— Begin Supplied data —

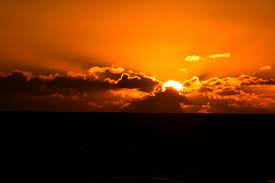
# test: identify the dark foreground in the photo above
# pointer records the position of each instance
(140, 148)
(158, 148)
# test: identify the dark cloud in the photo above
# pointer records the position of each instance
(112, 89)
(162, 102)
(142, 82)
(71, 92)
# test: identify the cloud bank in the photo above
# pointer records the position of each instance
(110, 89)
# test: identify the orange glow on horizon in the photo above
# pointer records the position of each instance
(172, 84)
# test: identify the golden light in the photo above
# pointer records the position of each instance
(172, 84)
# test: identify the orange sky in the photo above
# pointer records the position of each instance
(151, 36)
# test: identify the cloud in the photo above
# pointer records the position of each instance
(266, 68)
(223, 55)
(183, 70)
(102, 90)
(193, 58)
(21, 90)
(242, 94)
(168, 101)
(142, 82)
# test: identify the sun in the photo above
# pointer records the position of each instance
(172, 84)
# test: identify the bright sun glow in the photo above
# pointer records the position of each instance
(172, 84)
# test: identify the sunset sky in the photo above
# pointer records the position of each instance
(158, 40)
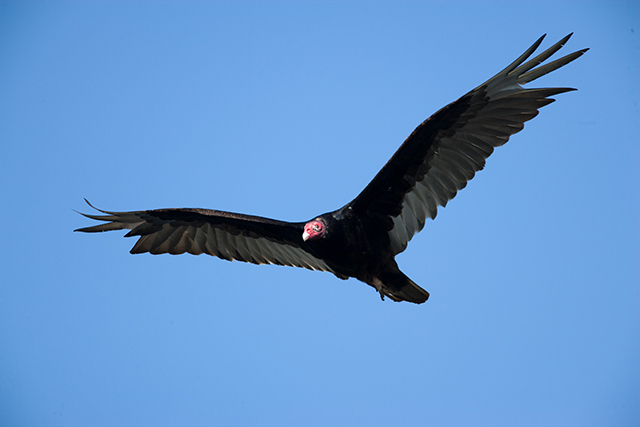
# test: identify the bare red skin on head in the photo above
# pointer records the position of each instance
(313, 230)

— End Supplied data —
— Begin Supplied data —

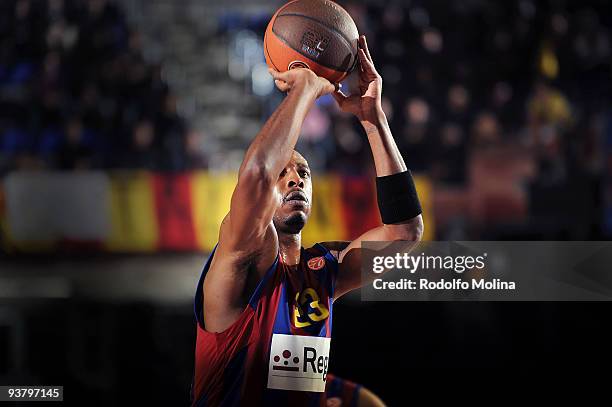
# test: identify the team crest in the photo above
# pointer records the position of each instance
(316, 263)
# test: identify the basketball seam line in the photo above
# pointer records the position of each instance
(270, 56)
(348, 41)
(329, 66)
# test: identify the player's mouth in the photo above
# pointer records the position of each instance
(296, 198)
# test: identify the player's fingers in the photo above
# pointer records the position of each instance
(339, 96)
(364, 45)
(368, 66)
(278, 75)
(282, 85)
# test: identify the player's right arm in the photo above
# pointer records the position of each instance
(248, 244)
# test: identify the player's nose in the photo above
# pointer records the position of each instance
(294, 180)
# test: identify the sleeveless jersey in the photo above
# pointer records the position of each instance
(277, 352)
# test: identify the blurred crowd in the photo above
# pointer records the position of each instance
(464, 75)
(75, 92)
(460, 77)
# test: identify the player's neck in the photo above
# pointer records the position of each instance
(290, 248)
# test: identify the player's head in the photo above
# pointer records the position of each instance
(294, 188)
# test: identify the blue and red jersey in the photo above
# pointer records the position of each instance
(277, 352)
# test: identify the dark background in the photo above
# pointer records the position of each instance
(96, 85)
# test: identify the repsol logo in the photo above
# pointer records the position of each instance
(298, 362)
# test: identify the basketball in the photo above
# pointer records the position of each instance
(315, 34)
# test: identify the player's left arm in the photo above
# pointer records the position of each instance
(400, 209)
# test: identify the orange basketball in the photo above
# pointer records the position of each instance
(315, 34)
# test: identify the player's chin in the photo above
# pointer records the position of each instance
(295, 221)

— End Supplied data —

Set exercise: Gather every line of the data above that contains the string "player", treating uppercase and lowercase as different.

Full answer:
# test: identify the player's mouth in the photo above
# test: identify the player's fingers in the photo above
# test: identify the player's right arm in the photo above
# test: identify the player's nose in the photo above
# test: identify the player's neck in the photo above
# test: identify the player's head in the photo above
# test: identify the player's left arm in the photo above
# test: identify the player's chin in the photo above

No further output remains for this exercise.